## Page extract
We shall make the protection of the person a matter of necessity. There is a law that says that if a man has a quarrel with another, he will satisfy his resentment then and there, and not proceed to more dangerous lengths. This is good.

The elder has the duty of ruling and chastising the younger. The magistrates command the young not to strike or do any other violence to an elder, or to slight him in any way.

Socrates

The guardians of shame and fear will prevent him. Shame makes men refrain from laying hands on their parents. The injured one will be succoured by the brothers, sons, and fathers of the injured. Then in every way, the laws will help the citizens keep the peace with one another. The guardians will never quarrel among themselves.

The rest of the city not be divided either against the guardians or against one another. They will be even rid of the little meannesses and pains from:

  • the flattery of the rich by the poor,
  • bringing up a family,
  • finding money to buy necessaries for their household,
  • giving the money to women and slaves to keep.

(Items from a labeling collection)
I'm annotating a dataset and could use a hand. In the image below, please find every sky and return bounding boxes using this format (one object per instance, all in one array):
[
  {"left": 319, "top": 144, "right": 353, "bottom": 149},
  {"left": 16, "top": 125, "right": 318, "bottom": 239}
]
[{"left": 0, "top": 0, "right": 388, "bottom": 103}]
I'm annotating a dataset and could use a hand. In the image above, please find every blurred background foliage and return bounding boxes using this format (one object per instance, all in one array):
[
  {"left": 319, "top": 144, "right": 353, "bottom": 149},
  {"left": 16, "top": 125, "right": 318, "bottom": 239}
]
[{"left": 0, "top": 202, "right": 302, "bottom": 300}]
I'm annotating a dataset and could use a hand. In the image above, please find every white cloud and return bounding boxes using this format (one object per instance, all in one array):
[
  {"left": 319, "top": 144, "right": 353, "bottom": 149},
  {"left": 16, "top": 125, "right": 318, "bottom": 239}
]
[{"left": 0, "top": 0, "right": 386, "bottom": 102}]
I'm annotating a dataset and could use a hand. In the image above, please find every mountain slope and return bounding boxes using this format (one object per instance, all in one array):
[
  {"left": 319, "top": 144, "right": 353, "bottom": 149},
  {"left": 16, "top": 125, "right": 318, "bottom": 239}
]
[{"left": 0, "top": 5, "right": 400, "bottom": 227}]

## Job A
In the passage on the guardians, what keeps men from laying hands on their parents?
## Job B
Resume the passage on the guardians after its final line.

## Answer A
Shame.

## Answer B
Socrates

The guardians will be delivered from all these evils. Their life will be more blessed than the life of Olympic victors. The Olympic victor is happy to receive only a part of the blessedness secured to our citizens.

The citizens’ victory is the salvation of the State at the public cost. Their reward is in the fullness of all that life needs from their country. After death, they have an honourable burial.

Guardians Have Common Education, Common Children

Socrates

Someone accused our guardians of being unhappy and having nothing.

Our guardians were fashioning the State with a view to the greatest happiness of the whole, not of any particular class. Their lives are far better and nobler than that of Olympic victors.

If any of our guardians become discontented with this safe and harmonious life and becomes infatuated by some youthful conceit of happiness and seek the whole state to himself, then he will have to learn that “half is more than the whole,” as Hesiod spoke.

I would say to that guardian: “Stay where you are, when you have the offer of such a life”.

Socrates

Our guardians are to have a common way of life – common education, common children.

Female guardians are to share with the men. They will preserve the natural relation of the sexes.

They are to watch over the citizens in together and hunt together like dogs.

They will go on expeditions together with their children so that they may see the work which they will have to do when they grow up. They will have to help and be useful in war and wait on their fathers and mothers. Their presence will greatly encourage their parents’ valour.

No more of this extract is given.